> _THE PROBLEM_
Give again every line from the one with "Phrase: suit jacket" through the last line of the data, exactly, and leave out the lines before it.

====== SUPPLIED INFORMATION

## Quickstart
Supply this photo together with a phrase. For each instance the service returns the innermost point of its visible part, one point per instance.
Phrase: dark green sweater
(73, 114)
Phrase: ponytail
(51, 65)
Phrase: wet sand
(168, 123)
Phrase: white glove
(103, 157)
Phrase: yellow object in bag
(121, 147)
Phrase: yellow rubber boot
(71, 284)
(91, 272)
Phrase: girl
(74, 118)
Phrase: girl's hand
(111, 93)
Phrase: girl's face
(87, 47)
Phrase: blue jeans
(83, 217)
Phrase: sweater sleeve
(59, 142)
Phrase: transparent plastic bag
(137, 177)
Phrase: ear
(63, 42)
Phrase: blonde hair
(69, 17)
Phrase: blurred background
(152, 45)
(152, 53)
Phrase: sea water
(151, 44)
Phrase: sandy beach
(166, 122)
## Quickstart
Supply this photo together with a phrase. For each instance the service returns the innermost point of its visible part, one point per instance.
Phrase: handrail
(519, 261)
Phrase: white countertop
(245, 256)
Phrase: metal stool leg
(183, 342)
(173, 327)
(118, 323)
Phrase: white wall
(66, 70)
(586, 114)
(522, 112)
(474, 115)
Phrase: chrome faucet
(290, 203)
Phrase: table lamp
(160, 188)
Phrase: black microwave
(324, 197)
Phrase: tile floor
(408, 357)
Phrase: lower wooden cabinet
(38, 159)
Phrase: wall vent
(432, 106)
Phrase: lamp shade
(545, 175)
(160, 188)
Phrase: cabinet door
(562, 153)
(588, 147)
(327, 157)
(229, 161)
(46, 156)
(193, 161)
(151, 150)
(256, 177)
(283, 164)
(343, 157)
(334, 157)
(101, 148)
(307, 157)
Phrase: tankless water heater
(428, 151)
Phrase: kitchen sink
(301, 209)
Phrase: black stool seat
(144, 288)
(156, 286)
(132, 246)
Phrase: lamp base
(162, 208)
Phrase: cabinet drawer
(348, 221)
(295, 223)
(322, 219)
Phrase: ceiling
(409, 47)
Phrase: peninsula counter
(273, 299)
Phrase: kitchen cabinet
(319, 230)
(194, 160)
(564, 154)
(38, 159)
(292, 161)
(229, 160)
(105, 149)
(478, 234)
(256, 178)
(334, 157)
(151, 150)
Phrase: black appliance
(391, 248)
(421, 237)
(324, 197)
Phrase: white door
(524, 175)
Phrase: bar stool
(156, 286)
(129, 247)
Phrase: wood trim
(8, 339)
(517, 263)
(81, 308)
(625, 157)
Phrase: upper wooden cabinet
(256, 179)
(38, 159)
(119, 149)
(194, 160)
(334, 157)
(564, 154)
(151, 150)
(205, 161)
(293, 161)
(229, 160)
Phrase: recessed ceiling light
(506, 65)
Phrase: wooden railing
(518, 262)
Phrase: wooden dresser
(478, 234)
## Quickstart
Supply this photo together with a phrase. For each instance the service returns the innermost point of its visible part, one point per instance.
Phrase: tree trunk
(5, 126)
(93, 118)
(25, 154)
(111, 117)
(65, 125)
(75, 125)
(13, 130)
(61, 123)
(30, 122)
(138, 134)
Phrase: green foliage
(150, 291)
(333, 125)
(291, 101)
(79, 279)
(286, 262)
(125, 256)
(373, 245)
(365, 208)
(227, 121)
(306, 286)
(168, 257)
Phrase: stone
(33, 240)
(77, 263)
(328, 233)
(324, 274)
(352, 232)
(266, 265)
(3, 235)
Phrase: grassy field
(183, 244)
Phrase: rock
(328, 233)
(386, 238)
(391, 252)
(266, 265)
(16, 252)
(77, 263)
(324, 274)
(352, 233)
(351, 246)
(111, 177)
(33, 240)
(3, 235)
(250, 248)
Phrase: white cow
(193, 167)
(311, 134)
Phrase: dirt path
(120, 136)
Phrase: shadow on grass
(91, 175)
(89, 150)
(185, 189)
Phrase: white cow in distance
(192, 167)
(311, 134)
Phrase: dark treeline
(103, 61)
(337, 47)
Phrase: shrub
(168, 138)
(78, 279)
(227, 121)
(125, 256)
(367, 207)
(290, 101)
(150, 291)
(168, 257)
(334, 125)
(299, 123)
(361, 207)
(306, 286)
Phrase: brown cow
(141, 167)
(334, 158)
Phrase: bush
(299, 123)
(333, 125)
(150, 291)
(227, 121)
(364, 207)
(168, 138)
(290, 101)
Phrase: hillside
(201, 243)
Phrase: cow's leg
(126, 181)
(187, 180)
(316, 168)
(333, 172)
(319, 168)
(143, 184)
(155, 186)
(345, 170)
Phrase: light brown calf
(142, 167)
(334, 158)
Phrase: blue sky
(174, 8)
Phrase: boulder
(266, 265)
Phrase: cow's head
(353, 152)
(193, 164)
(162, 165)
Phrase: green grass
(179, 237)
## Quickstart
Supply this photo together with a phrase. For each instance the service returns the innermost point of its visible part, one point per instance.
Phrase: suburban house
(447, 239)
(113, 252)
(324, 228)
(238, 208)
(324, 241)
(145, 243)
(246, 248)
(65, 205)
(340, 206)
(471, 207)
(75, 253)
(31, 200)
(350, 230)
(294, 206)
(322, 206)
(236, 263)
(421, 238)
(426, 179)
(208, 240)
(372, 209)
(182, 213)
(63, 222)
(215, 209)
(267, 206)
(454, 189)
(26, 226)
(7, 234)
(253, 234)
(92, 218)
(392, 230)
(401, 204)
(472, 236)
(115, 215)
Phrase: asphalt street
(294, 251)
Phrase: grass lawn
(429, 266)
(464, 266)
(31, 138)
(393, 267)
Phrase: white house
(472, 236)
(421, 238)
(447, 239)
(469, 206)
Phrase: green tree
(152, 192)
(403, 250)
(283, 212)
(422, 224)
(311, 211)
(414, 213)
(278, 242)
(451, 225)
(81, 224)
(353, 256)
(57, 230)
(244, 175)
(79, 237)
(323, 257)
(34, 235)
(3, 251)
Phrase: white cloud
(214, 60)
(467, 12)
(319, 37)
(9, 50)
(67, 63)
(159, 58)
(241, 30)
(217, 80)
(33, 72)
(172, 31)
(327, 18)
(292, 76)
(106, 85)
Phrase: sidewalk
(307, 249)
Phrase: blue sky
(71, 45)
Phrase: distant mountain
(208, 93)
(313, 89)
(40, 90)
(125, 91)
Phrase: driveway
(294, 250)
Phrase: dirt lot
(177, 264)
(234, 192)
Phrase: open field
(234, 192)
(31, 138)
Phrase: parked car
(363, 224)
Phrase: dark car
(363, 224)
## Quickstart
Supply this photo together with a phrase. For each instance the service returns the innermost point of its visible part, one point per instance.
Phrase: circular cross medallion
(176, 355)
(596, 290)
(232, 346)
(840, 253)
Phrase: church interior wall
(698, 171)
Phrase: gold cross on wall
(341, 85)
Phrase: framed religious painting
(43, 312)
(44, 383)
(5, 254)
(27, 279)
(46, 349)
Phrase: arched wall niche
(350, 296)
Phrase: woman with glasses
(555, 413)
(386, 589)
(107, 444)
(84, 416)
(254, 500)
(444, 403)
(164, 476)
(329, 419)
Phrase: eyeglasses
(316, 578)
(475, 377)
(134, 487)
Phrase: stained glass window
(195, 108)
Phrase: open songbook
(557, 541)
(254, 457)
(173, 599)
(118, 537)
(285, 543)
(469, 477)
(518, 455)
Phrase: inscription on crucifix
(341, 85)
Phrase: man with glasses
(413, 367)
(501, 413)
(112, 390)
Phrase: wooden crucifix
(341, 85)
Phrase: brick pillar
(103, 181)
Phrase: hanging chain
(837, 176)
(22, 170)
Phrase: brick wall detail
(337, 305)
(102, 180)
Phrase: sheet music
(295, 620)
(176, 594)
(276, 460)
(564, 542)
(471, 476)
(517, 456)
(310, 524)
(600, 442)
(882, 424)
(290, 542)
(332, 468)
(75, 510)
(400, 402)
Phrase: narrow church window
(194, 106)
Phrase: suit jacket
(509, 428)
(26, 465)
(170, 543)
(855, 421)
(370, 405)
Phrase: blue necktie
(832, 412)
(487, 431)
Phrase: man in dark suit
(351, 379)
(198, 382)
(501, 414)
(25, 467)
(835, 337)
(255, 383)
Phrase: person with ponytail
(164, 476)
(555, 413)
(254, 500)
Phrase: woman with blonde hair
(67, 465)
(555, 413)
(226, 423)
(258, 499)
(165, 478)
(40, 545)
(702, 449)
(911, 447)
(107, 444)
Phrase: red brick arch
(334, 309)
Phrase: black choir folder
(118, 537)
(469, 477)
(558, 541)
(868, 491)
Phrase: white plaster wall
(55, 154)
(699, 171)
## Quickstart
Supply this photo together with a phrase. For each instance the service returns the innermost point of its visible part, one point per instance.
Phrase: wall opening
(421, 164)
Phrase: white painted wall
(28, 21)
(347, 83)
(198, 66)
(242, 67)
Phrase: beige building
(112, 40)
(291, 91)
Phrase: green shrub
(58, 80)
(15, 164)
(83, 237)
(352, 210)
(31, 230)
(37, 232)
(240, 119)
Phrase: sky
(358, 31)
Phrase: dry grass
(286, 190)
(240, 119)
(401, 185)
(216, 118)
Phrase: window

============

> _TASK RESULT_
Phrase: suit jacket
(509, 428)
(26, 465)
(170, 543)
(855, 421)
(370, 405)
Phrase: blue necktie
(832, 412)
(487, 431)
Phrase: man in dark suit
(351, 379)
(198, 382)
(501, 414)
(25, 467)
(835, 337)
(255, 383)
Phrase: person with ponytail
(164, 476)
(555, 413)
(254, 500)
Phrase: woman with blonde hair
(67, 465)
(555, 413)
(226, 423)
(258, 499)
(165, 478)
(40, 545)
(702, 449)
(911, 447)
(107, 444)
Phrase: red brick arch
(334, 309)
Phrase: black choir folder
(118, 537)
(469, 477)
(558, 541)
(868, 491)
Phrase: white plaster wall
(55, 154)
(699, 171)
## Quickstart
Supply this photo together with a phrase. For each instance the service returns the innermost point of its visible part, one point per instance.
Phrase: wall opening
(421, 164)
Phrase: white painted wall
(28, 21)
(347, 83)
(198, 66)
(242, 67)
Phrase: beige building
(112, 40)
(291, 91)
Phrase: green shrub
(58, 80)
(15, 164)
(83, 237)
(352, 210)
(31, 230)
(37, 232)
(240, 119)
Phrase: sky
(358, 31)
Phrase: dry grass
(286, 190)
(240, 119)
(401, 185)
(216, 118)
Phrase: window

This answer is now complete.